* WORK TO COMPLETE
Please quote exactly the lines below from the line containing "like (138, 162)." to the line containing "like (450, 81).", both lines included, and nothing else.

* Items listed in a dataset
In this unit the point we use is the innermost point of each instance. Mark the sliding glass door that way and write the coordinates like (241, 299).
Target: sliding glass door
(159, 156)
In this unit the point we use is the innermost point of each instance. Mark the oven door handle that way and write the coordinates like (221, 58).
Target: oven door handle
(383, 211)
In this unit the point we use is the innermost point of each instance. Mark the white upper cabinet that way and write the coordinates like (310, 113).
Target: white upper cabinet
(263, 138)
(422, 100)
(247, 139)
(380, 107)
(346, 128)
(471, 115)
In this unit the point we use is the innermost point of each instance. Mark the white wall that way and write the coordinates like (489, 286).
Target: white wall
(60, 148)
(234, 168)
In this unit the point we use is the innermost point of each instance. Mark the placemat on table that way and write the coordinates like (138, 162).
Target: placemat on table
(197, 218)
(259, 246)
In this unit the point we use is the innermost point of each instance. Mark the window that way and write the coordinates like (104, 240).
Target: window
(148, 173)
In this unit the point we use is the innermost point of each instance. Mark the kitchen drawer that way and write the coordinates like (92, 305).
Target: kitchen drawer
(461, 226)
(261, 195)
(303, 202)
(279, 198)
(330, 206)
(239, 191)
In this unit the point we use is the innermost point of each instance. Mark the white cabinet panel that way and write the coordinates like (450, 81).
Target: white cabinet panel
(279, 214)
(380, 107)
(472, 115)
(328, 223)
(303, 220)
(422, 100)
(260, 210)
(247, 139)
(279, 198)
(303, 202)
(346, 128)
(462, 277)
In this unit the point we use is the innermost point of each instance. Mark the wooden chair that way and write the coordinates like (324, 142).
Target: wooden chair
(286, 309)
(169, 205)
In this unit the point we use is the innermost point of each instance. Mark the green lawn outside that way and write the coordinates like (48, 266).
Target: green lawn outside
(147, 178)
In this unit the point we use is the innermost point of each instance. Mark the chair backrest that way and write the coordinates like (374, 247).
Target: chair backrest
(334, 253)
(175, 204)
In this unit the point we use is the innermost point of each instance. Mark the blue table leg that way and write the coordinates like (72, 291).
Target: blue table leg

* TASK ANSWER
In this unit the point we use is the innermost point of each instance. Mark the placemat on table that way and write the coordinates like (138, 162).
Target: placemat on table
(197, 218)
(259, 246)
In this unit the point we use is the innermost point of each instance. Mark the window that way and write the coordinates like (104, 240).
Target: window
(148, 173)
In this unit the point we use is the innermost point of each instance. Mark the kitchen drawer that way and write the coordinates like (92, 305).
Target: kitchen drawer
(461, 226)
(261, 195)
(303, 202)
(279, 198)
(330, 206)
(239, 191)
In this unit the point we use is the innermost point of each instance. Mark the white cabinet panel that way and write the coordinates like (450, 81).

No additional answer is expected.